• [MATERIALS PROVIDED]
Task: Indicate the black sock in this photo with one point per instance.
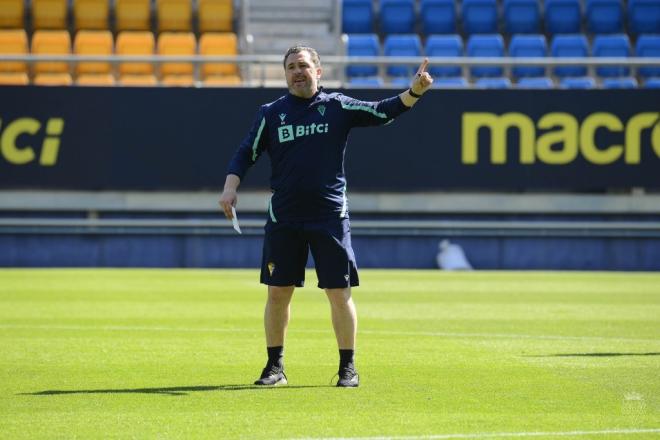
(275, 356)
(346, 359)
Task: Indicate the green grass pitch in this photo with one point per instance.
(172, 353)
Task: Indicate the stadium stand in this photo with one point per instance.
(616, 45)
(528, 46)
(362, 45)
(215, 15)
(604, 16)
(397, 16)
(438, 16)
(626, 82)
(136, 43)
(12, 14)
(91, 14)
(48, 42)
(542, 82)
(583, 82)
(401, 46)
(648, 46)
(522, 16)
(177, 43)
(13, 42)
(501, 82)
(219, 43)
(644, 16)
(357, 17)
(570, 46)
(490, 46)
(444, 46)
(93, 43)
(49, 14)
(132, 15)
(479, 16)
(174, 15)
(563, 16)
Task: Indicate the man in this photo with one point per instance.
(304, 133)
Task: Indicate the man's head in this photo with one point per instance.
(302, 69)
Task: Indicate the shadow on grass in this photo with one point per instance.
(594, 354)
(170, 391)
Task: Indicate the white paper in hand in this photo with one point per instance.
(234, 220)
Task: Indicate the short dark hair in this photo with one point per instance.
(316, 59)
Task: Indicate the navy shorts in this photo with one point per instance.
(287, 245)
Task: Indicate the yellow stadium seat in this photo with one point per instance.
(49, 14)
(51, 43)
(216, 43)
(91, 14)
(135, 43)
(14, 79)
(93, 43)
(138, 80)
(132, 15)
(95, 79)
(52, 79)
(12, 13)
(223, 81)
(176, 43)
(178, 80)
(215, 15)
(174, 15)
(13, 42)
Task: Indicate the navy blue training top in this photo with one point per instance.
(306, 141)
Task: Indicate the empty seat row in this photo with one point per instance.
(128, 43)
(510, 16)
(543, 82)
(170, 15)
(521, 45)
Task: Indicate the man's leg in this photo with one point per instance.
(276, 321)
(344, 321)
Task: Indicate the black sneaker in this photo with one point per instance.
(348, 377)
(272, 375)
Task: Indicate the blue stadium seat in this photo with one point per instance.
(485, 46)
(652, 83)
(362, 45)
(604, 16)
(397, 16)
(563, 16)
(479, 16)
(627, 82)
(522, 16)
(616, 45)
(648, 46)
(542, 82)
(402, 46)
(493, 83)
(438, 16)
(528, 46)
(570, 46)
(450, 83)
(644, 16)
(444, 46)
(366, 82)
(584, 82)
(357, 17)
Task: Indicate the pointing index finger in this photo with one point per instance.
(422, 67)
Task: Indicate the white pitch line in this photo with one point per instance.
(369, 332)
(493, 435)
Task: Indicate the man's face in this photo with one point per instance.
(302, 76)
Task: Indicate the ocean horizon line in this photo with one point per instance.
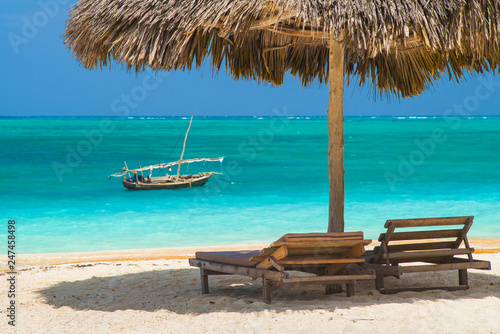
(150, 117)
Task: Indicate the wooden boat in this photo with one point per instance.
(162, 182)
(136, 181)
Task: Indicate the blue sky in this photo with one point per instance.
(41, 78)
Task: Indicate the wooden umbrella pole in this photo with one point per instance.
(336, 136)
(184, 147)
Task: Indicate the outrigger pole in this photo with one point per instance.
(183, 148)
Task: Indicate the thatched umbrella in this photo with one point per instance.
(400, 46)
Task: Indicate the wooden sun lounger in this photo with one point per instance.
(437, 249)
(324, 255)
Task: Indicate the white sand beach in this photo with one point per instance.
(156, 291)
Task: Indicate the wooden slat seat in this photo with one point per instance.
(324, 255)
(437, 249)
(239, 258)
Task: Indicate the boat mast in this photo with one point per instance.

• [EXERCISE REQUIREMENTS] Each line of the data above needs to be retyped as it is, without any picture.

• [YOUR SOLUTION]
Task: Indicate the black sock in this photo with one point per instance.
(275, 356)
(346, 359)
Task: Indicate the green grass pitch in this photo with one point per instance.
(172, 353)
Task: Indicate the stadium stand in this photo with one point per instance.
(616, 45)
(528, 46)
(362, 45)
(215, 15)
(604, 16)
(397, 16)
(438, 16)
(626, 82)
(136, 43)
(12, 14)
(91, 14)
(48, 42)
(542, 82)
(583, 82)
(401, 46)
(648, 46)
(522, 16)
(177, 43)
(13, 42)
(501, 82)
(219, 43)
(644, 16)
(357, 17)
(570, 46)
(490, 46)
(444, 46)
(93, 43)
(49, 14)
(132, 15)
(479, 16)
(174, 15)
(563, 16)
Task: Indicate the man in this photo with one point per instance.
(304, 133)
Task: Indicate the man's head in this photo with one point per instance.
(302, 69)
Task: Indicate the shadow on grass in this photo with one point per instance.
(594, 354)
(170, 391)
Task: Indicate the white paper in hand in this photo with one point per instance.
(234, 220)
Task: Indicate the short dark hair in this photo with one point per instance.
(316, 59)
Task: Indicate the navy shorts in this photo with one point per instance.
(287, 245)
Task: Indicate the yellow stadium seat in this photo with one point per instance.
(49, 14)
(51, 43)
(216, 43)
(91, 14)
(135, 43)
(14, 79)
(93, 43)
(138, 80)
(132, 15)
(95, 79)
(52, 79)
(12, 13)
(223, 81)
(176, 43)
(178, 80)
(215, 15)
(174, 15)
(13, 42)
Task: Indicate the navy blue training top in this photo with one point per instance.
(306, 141)
Task: Indicate the empty seat row in this photo with one point per instance.
(128, 43)
(510, 16)
(543, 82)
(170, 15)
(521, 45)
Task: Indicate the man's leg in this photo with one point per instance.
(276, 321)
(344, 321)
Task: Indicate the black sneaker in this photo with one point per instance.
(348, 377)
(272, 375)
Task: Indicate the blue stadium seat in this photo with one point per instance.
(485, 46)
(652, 83)
(362, 45)
(604, 16)
(397, 16)
(563, 16)
(479, 16)
(627, 82)
(522, 16)
(616, 45)
(648, 46)
(542, 82)
(402, 46)
(493, 83)
(438, 16)
(528, 46)
(570, 46)
(450, 83)
(644, 16)
(444, 46)
(366, 82)
(584, 82)
(357, 17)
Task: Indicate the pointing index finger in this photo with one point per instance.
(422, 67)
Task: Indicate the white pitch line in this photo with one point per instance.
(369, 332)
(493, 435)
Task: Indicate the man's face in this photo with one point per instance.
(302, 76)
Task: Indicate the ocean horizon line in this photo with one point per instance.
(150, 117)
Task: Indicate the wooden boat in this photo with one point per instance.
(162, 182)
(136, 181)
Task: Indicate the blue sky in this photo with one point per instance.
(41, 78)
Task: Indicate the wooden umbrella pole in this photo with one point per instance.
(336, 136)
(184, 147)
Task: Indicate the outrigger pole in this photo with one point per instance.
(183, 148)
Task: Indicate the thatched umbrella in this photo with one point per instance.
(400, 46)
Task: Indicate the wooden sun lounger in this photo with one point per instance.
(437, 249)
(324, 255)
Task: Indicate the white sand beach in this photo with one point per instance.
(156, 291)
Task: Indicate the wooden slat seat in this photo with one point per instance.
(324, 255)
(437, 249)
(239, 258)
Task: Indicate the boat mast in this photo with one point per instance.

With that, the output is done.